[PROVIDED RECORDS]

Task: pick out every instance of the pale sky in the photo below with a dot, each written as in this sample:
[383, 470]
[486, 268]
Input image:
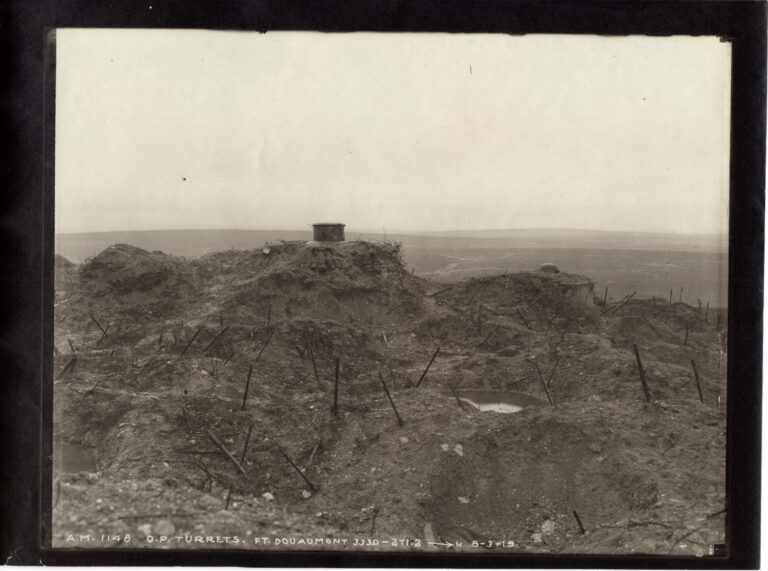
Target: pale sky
[172, 129]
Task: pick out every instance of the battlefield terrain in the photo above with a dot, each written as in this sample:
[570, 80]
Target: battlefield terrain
[296, 394]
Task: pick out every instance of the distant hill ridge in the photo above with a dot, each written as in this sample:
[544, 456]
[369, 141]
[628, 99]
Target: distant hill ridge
[79, 246]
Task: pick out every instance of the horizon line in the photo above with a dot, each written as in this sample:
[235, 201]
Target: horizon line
[401, 232]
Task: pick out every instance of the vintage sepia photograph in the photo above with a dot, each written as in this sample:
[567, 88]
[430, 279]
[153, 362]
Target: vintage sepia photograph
[390, 292]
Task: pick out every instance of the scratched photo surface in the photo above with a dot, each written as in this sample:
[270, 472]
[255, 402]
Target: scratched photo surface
[390, 292]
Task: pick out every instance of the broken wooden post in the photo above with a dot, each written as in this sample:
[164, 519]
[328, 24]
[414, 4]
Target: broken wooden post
[552, 373]
[424, 374]
[543, 383]
[646, 392]
[386, 390]
[373, 521]
[223, 448]
[479, 319]
[298, 471]
[314, 365]
[525, 321]
[247, 386]
[104, 334]
[222, 332]
[269, 338]
[335, 407]
[698, 381]
[191, 340]
[578, 520]
[456, 396]
[312, 457]
[184, 411]
[98, 324]
[242, 460]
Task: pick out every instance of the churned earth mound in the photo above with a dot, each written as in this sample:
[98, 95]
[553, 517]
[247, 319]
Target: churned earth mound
[321, 391]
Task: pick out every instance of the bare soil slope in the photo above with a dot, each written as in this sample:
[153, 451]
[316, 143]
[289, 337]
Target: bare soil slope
[154, 354]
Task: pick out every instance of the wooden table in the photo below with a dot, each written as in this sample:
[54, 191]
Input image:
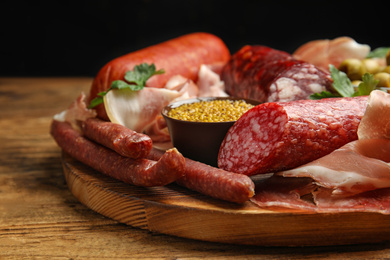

[/PROVIDED RECORDS]

If a line in the entries above includes "written", count it; report the total alone.

> _ANSWER TO THIS TASK_:
10